[TASK 1]
In the passage on Bengali military history, in what year did the British Government form the Bengali Double Company?
[TASK 2]
Translate this sentence from the passage on Bengali military history into French: "Most of the soldiers were recruited from both West and East Bengal."
[TASK 3]
Please carry on the passage on Bengali military history from its last sentence.

[PAGE EXTRACT]
┄┄┄┄┄┄

The Army of Bengal was formed, which later became part of a united British Indian Army from 1895 to 1947. The eastern part of British India was a prominent place for military and police recruitment, with entire horse-mounted cavalry and lancer units being recruited there prior to the Bengal Sepoy Mutiny of 1857. Post-mutiny, units with the epithet "Bengal" in their name, such as Bengal Sappers and Bengal Cavalry, were largely recruited from non-Bengali peoples from Bihar, Varanasi and Uttar Pradesh which were technically still part of Bengal Presidency at that time. During the First World War, the Bangali Paltan was formed to recruit soldiers from Bengal. In 1916, the British Government formed the Bengali Double Company. The soldiers were trained in Karachi and shipped to Baghdad. They fought in the war and after the war helped crush a rebellion by Kurds in 1919.

During the Second World War, British Indian Army Eastern Command created an auxiliary force who were part engineers and part infantry named as Indian Army Pioneer Corps. Most of the soldiers were recruited from both West and East Bengal. This force assisted the main war effort by building roads, airfields, fortifications and, when needed, fought the Japanese in an infantry role. This force was organised in company groups attached to various regiments of Indian Army in direct support role. Captain Abdul Gani was a company commander in the Burma front and led his troops in battle. After the war these Pioneer Troops were concentrated in Jalna, India, waiting to be demobilised and to return home. In 1946, Captain Ghani the then Adjutant and Quartermaster of Indian Pioneer Corps Centre at Jalna envisioned and generated the idea of forming an Infantry regiment out of the Pioneer soldiers from East Bengal who would be returning home demobilised, to the Centre Commander. After receiving permission from the Chief of Staff of Pakistan Army General Sir Frank Messervy, he organised his men to form the nucleus of an Infantry Regiment, the Bangali Paltan (Platoon).

┄┄┄┄┄┄

(Dataset entries)
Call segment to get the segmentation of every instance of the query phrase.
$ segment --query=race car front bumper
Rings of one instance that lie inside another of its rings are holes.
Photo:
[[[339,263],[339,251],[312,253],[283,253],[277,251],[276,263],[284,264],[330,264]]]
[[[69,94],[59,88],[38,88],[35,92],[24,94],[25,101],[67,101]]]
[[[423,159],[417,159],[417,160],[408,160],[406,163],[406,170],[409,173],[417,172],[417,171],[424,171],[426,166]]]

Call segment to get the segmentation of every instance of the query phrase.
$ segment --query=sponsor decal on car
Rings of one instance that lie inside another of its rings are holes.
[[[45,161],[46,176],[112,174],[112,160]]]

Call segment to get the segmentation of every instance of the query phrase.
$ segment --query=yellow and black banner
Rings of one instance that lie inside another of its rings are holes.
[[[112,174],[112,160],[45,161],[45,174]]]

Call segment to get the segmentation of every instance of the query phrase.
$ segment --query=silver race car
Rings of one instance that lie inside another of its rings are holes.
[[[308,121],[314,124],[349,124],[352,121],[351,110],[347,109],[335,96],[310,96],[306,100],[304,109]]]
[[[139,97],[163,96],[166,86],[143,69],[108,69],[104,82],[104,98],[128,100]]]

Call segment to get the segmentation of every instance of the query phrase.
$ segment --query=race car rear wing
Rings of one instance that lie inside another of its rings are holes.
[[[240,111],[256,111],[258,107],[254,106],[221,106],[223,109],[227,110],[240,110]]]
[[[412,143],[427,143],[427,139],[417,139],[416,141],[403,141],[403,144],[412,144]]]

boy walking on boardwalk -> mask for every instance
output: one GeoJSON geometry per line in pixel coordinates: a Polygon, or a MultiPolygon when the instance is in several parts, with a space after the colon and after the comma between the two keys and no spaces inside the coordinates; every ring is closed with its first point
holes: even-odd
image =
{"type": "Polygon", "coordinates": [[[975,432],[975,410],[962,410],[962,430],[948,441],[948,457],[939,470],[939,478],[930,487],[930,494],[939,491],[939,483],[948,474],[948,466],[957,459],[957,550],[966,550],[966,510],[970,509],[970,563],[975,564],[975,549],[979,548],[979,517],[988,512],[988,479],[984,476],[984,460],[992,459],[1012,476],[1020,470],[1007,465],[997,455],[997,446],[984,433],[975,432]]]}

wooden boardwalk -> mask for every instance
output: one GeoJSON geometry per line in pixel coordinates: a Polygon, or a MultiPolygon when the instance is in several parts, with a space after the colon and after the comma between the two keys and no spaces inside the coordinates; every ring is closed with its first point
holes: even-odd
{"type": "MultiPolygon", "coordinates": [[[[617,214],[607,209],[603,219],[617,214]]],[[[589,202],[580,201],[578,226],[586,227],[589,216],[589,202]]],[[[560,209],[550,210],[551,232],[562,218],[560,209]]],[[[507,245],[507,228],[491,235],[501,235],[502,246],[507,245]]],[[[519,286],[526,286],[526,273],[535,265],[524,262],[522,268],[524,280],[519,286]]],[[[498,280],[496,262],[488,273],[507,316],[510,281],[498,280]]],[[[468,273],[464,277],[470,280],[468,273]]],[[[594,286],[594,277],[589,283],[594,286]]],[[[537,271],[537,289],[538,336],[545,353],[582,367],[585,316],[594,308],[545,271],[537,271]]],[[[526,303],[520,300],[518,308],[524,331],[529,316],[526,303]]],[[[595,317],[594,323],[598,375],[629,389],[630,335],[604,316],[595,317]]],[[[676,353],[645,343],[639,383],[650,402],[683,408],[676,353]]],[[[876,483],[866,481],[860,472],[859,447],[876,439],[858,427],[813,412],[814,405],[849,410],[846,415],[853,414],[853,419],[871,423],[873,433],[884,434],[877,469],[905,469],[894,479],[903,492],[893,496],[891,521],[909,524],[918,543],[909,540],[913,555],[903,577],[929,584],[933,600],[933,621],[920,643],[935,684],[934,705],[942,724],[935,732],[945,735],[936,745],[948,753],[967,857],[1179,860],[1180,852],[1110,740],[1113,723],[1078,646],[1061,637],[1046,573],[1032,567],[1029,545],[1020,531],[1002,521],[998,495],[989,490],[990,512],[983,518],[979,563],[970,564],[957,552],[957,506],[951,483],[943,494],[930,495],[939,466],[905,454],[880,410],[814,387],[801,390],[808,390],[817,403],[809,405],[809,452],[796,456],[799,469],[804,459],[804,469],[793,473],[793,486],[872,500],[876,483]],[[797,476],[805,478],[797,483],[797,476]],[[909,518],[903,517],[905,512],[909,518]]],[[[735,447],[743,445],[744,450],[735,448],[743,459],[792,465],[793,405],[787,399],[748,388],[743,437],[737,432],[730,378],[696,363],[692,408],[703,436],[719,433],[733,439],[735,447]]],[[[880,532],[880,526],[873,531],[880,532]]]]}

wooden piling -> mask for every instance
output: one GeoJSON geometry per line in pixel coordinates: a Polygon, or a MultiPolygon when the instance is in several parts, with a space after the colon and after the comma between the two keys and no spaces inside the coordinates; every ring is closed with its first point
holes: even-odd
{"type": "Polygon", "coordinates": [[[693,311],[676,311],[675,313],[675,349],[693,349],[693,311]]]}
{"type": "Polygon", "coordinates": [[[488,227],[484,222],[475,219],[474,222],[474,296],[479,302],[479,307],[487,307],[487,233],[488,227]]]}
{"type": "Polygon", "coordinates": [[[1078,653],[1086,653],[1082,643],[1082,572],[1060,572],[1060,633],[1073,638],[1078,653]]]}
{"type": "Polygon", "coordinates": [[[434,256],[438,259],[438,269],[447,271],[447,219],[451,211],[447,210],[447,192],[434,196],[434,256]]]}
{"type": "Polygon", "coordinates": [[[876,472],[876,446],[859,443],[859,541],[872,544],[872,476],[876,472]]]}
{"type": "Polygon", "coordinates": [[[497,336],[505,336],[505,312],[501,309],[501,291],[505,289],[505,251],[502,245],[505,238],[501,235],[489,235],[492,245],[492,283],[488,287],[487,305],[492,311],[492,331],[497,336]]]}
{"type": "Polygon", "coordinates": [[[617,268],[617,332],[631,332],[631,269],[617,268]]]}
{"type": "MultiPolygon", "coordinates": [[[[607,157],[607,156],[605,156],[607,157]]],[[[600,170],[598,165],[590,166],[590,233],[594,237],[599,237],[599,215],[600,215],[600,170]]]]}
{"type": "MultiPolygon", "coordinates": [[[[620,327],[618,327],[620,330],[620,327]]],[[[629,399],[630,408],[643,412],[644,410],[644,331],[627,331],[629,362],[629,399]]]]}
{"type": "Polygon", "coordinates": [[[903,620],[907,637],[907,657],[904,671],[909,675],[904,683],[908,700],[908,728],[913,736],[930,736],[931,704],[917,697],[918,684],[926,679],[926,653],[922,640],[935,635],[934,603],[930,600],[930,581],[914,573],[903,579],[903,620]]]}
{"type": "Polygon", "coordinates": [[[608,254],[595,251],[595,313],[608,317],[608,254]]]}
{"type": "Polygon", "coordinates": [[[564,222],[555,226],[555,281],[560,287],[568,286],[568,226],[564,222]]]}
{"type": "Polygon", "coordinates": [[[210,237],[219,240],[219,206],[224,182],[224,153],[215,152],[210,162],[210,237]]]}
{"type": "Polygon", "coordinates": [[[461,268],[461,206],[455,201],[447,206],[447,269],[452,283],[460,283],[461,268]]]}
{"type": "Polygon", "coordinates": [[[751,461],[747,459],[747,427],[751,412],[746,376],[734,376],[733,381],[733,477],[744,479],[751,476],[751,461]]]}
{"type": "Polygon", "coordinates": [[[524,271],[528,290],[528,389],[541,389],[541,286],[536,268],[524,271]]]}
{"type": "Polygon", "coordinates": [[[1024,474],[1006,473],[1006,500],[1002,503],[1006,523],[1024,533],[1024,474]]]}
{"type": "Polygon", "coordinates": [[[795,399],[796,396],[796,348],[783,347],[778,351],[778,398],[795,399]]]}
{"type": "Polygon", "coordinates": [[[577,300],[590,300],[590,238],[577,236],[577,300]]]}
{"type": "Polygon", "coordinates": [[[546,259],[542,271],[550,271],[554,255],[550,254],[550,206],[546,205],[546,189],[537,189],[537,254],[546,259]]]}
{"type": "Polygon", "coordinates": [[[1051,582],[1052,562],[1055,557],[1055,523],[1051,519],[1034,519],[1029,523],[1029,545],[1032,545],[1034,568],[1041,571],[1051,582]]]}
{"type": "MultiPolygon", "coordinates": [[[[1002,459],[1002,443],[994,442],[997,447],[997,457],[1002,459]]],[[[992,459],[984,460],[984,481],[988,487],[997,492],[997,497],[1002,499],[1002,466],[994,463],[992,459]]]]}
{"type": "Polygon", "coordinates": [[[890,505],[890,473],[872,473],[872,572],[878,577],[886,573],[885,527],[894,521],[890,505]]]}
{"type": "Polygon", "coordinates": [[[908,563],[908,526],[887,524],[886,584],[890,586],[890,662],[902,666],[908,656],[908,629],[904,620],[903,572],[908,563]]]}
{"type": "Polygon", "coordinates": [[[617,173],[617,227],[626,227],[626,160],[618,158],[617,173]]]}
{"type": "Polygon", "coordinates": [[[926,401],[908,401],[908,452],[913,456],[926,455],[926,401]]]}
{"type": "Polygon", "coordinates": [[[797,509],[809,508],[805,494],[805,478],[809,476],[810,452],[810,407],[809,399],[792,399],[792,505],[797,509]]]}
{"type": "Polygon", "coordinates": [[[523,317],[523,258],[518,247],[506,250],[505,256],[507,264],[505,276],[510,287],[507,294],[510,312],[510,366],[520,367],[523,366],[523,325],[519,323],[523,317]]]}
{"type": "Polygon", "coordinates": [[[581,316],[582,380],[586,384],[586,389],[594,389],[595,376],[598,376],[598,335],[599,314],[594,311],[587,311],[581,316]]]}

┄┄┄┄┄┄

[ANSWER SPACE 1]
1916

[ANSWER SPACE 2]
La plupart des soldats ont été recrutés à la fois au Bengale-Occidental et au Bengale-Oriental.

[ANSWER SPACE 3]
=== Pakistan period ===
At the time of the creation of Pakistan, Abdul Gani got the approval of the then newly appointed Commander-in-Chief of the Pakistan Army General Frank Messervy to form the East Bengal Regiment composed solely of youths from East Bengal, would be East Pakistan. On 17 August 1947, General Messervey while bidding farewell to the Pioneer Corps soldiers from Bombay, the General endorsed the views of Captain Ghani and said' you will prove to the world that Bengali soldiers are equally competent as other nations of the world.' With these inspiring words Captain Ghani moved to Dhaka in September 1947, with two Pioneer Companies and was temporarily located in Pilkhana now the Headquarters of the BGB. He was later told by the administration to find a suitable place to accommodate the soldiers. He moved to the north of the Capital and found Kurmitola as the perfect place for a cantonment. Toiling day in and day out the barracks were constructed and jungles cleared, parade ground prepared.

On 15 February 1948, the flag of First East Bengal Regiment, the Pioneer of Bangladesh Army was raised with Captain Ghani on the lead of all the affairs though the first commanding officer was British Lt Col V J E Patterson. and Major Abdul Waheed Chowdhury was the first Officer Commanding of 1st East Bengal Regiment after the raising of the first battalion the second battalion was approved Captain Gani began to recruit the personnel for the regiment. On 7 February 1949, the flag of the Second East Bengal Regiment was raised with the newly recruited soldiers and from personnel from First East Bengal Regiment. Before the Bangladesh War of Independence in 1971, a total of 8 battalions of the East Bengal Regiment were formed.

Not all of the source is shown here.